Information given:

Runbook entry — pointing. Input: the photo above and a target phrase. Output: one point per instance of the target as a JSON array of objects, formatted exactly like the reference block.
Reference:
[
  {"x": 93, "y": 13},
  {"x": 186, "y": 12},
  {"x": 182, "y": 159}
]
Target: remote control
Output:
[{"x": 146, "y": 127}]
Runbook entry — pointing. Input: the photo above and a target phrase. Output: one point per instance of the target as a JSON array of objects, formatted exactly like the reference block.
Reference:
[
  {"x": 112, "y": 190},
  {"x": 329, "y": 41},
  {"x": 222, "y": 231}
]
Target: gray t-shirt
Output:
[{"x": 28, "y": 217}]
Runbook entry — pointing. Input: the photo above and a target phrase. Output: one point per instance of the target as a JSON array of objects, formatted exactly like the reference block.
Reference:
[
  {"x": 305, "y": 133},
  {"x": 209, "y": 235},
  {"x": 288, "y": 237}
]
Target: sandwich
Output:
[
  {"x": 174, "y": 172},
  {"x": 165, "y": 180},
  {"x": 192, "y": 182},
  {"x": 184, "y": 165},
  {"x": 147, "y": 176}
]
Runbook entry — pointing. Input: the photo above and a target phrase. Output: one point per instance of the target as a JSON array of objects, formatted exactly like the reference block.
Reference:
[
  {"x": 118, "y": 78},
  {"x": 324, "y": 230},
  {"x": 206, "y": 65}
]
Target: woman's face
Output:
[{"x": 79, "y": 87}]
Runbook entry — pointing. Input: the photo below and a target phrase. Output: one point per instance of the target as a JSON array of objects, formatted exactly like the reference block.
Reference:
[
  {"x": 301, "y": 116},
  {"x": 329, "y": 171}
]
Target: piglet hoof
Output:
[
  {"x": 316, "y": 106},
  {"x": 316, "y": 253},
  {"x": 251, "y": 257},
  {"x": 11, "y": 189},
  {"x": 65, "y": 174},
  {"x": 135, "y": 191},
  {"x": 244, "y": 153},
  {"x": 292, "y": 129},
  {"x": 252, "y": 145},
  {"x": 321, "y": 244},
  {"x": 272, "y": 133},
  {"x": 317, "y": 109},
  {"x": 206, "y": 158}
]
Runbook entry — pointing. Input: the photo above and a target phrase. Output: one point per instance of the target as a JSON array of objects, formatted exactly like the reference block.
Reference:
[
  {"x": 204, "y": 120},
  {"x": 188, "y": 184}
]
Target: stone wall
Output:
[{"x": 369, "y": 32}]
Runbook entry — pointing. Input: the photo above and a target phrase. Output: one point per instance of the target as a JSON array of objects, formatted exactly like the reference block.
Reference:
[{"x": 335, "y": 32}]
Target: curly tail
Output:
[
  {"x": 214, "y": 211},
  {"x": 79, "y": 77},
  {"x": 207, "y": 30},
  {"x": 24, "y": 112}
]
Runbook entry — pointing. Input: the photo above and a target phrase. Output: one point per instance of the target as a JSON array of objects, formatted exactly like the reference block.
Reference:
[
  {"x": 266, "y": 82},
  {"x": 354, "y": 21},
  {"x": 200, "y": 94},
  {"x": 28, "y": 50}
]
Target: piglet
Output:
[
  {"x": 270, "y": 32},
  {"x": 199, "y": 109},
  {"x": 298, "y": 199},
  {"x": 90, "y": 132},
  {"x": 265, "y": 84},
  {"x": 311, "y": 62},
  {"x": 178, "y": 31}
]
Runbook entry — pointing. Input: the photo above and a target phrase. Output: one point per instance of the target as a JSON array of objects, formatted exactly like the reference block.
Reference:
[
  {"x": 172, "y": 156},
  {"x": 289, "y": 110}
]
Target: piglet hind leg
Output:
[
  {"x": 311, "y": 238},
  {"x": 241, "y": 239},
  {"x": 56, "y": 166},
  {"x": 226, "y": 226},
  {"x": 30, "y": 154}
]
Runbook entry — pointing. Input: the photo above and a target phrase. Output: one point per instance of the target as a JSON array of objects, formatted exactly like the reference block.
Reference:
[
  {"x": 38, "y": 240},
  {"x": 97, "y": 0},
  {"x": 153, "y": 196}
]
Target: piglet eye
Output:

Your objective:
Show every line of the rows above that contains the string "piglet".

Result below:
Target: piglet hoof
Target: piglet
Target: piglet hind leg
Target: piglet eye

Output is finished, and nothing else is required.